---------- Quoted passage

Valentina Greco is an Italian-born biologist who teaches at the Yale School of Medicine as the Carolyn Walch Slayman Professor of Genetics and is an Associate Professor in the Cell Biology and Dermatology departments. Her research focuses on the role of skin stem cells in tissue regeneration.
Personal life
Valentino Greco was born in Palermo, Italy, where she lived through her undergraduate program. After being denied admission to the graduate school at the University of Palermo, she was encouraged by her friend Eugenia Piddini to apply to the graduate program at the European Molecular Biology Laboratory.[1] Upon completion of her PhD, Greco moved to the United States and completed her postdoctoral work. She eventually decided to start her own lab, using a high-risk/high-reward approach alongside another Yale principal investigator, Ann Haberman.[2]
Greco is married to fellow Yale faculty member Antonio J. Giraldez, and they have two children, Lola and Gael.[1]
Education
Greco received her undergraduate degree in Molecular Biology at the University of Palermo, Italy. In the final two years of her undergraduate program, Greco studied tumor suppressor genes in mitotic cell division in the lab of Aldo di Leonardo.[1] Greco then began graduate school in 1998 and received her PhD in 2002 from the European Molecular Biology Laboratory/Max Planck Institute of Molecular Cell Biology and Genetics (EMBL/MPI-CBG) in Heidelberg, Germany working with advisor Suzanne Eaton on tissue growth mechanisms.[3] She did her postdoctoral studies at Rockefeller University with Elaine Fuchs studying the mechanisms for stem cell activation during hair regeneration.[4]
Research
The Greco lab currently studies stem cells in organ regeneration, with the goal of determining how cells are maintained despite mutation, cellular turnover, and injury.[5] Greco focuses on the mammalian hair follicle in mice to study cellular homeostasis, wound repair, and cancer. Her lab uses techniques such as in vivo imaging to track individual stem cells over time and understand how these cells act during homeostasis and respond to tissue injury.[5] Her lab has worked extensively on the importance of the spatial organization of stem cell niches[6][7] and shown that these stem cells coordinate their differentiation and migration[8] and can clear away dead cells and tumor-like growths,[9] repairing significant faults in tissue structure.[10]
Greco's research has led to notable discoveries in cell regeneration, namely the mechanism of hair and skin regeneration.[11] Her findings show that hair germ cells are obtained from bulge stem cells, as well as suggest that hair germ cells initiate hair regeneration and stem cells drive the process.[4]
In more recent work, the Greco Lab uses stimulated emission depletion (STED) microscopy to gain three-dimensional images of cellular structures, and have been using this imaging to examine the brains of mice.[12] In her work with hair follicles and homeostasis, Greco has also determined a link between the lymphatic vessels of the skin and hair follicle development and organization.[13] The ongoing work of the Greco lab is looking to determine how skin reacts to mutations and the contribution of different tissue types to homeostasis.[5]

--------------------
---------- Records supplied

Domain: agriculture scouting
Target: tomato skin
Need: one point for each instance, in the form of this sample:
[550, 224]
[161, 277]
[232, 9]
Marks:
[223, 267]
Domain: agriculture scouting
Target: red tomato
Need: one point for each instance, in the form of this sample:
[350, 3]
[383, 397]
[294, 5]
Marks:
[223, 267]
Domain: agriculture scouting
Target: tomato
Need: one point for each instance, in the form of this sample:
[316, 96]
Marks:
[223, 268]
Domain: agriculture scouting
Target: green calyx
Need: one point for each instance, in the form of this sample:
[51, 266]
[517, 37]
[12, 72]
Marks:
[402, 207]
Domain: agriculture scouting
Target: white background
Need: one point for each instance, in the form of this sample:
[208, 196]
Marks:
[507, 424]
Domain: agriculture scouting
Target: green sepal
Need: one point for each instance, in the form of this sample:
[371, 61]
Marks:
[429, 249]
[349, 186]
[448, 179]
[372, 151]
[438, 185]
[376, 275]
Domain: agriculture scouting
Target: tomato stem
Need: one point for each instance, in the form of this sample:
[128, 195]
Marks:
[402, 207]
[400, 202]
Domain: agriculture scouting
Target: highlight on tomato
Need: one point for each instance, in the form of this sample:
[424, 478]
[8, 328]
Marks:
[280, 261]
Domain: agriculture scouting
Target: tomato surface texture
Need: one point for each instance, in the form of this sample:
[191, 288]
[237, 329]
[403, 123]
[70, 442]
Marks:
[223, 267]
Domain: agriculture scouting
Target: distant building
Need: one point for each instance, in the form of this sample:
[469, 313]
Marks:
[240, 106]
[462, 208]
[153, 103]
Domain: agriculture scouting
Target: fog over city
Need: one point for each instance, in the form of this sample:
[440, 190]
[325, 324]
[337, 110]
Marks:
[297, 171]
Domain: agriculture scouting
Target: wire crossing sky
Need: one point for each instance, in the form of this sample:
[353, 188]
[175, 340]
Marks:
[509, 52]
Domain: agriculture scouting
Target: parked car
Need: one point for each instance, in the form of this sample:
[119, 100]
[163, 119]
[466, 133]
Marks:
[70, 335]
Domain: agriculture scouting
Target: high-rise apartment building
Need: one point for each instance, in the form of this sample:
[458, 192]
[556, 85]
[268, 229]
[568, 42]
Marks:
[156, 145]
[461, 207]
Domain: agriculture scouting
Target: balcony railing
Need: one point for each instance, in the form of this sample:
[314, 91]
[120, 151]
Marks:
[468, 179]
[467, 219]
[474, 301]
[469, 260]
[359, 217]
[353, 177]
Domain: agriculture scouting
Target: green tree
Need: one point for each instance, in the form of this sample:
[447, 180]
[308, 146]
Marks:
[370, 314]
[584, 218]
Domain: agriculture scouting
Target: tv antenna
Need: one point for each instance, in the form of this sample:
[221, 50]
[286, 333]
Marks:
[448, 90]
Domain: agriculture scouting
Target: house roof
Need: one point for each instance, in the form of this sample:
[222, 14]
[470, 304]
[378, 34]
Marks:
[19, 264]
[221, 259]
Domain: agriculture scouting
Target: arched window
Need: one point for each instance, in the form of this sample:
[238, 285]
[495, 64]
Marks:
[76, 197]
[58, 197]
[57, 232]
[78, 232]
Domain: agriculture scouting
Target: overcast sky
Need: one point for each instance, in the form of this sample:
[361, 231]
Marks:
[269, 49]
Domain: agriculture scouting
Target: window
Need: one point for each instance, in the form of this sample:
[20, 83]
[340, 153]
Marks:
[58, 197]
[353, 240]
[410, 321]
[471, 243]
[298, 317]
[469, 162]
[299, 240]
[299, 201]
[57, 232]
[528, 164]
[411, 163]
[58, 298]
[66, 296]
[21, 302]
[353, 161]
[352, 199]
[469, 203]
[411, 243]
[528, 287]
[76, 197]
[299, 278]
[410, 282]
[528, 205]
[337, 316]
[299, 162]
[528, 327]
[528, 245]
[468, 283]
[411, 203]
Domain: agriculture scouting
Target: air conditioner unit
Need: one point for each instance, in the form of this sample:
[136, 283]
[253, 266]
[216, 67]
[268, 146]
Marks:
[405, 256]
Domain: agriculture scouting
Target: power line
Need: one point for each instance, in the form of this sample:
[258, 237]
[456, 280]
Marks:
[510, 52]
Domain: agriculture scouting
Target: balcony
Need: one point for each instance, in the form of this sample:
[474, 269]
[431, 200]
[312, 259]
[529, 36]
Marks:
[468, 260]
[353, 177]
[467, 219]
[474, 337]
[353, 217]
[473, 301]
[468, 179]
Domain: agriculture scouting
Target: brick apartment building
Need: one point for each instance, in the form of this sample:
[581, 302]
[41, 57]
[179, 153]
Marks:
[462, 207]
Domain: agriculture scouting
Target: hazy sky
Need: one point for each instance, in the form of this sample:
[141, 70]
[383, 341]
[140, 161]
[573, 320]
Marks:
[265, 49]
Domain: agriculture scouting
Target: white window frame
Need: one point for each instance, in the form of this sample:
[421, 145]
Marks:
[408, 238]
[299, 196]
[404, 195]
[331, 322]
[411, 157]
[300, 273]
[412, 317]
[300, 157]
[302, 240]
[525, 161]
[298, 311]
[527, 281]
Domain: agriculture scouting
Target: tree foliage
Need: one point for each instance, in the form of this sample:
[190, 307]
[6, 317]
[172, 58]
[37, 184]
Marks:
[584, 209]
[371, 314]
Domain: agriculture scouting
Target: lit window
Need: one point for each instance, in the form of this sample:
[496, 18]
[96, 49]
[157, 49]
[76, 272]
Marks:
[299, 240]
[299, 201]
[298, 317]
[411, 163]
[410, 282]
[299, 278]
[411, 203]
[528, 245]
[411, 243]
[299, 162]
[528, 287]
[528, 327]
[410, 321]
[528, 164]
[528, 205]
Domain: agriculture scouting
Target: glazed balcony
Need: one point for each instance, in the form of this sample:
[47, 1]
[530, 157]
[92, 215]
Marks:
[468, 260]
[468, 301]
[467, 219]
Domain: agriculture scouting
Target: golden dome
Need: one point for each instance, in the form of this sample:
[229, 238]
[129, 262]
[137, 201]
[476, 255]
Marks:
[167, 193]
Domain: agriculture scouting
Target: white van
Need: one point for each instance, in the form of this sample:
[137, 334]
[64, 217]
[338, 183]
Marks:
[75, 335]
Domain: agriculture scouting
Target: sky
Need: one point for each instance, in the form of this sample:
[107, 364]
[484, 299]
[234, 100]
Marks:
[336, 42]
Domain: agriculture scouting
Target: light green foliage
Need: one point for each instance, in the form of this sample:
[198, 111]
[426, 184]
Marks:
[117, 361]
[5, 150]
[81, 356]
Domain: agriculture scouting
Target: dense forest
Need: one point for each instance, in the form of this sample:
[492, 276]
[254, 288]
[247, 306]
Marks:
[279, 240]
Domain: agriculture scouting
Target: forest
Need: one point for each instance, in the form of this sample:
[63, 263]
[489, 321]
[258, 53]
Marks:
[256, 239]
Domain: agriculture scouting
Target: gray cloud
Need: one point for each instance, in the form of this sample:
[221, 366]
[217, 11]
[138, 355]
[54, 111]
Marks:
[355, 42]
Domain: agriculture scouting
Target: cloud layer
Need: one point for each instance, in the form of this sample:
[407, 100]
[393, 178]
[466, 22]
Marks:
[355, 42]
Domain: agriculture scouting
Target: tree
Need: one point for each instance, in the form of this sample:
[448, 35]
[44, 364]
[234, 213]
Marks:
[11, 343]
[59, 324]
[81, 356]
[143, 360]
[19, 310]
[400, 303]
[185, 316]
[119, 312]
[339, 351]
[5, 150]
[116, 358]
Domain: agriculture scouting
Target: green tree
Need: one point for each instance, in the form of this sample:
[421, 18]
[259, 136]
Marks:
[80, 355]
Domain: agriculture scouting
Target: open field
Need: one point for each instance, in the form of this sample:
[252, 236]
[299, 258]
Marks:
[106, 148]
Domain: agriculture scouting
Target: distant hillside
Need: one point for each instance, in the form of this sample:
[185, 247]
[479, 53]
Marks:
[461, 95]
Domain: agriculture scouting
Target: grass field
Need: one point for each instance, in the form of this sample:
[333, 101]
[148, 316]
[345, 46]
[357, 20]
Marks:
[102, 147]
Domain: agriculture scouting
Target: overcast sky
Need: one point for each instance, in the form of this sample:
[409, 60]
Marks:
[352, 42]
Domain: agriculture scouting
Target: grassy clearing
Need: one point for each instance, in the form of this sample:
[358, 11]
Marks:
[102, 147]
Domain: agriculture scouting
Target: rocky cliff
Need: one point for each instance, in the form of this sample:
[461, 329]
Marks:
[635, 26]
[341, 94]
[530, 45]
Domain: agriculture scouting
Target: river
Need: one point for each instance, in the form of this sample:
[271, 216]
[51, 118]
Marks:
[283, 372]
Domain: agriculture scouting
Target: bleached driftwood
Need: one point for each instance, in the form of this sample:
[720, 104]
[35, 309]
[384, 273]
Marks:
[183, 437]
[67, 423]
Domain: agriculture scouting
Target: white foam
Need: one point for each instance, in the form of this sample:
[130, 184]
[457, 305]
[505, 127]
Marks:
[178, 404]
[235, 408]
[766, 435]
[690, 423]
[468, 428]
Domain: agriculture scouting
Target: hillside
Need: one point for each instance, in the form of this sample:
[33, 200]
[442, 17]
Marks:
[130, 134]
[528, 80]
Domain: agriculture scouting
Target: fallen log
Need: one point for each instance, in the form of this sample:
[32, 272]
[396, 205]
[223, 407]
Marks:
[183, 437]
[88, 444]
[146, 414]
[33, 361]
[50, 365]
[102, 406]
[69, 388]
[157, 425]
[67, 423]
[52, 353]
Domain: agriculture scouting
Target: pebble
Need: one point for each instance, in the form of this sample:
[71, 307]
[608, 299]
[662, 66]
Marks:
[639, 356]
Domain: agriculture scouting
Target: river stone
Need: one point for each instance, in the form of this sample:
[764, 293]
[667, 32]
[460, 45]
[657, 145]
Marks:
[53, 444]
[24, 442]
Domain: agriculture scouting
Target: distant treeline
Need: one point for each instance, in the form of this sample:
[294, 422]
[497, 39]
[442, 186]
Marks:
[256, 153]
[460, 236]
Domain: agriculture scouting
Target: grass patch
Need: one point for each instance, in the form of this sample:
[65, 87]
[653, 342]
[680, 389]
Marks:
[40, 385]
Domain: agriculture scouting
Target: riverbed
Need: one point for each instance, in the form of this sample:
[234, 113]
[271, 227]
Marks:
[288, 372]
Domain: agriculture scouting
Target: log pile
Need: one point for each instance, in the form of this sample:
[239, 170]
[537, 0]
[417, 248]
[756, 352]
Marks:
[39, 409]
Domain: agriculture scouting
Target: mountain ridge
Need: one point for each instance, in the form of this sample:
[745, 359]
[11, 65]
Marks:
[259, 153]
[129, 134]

--------------------

*Exercise 1*
In the Valentina Greco biography, who did Greco work with during her postdoctoral studies at Rockefeller University?
*Exercise 2*
From the Valentina Greco biography, reproduce the passage from "Valentina Greco is" to "in tissue regeneration.".

*Expected answer 1*
Elaine Fuchs

*Expected answer 2*
Valentina Greco is an Italian-born biologist who teaches at the Yale School of Medicine as the Carolyn Walch Slayman Professor of Genetics and is an Associate Professor in the Cell Biology and Dermatology departments. Her research focuses on the role of skin stem cells in tissue regeneration.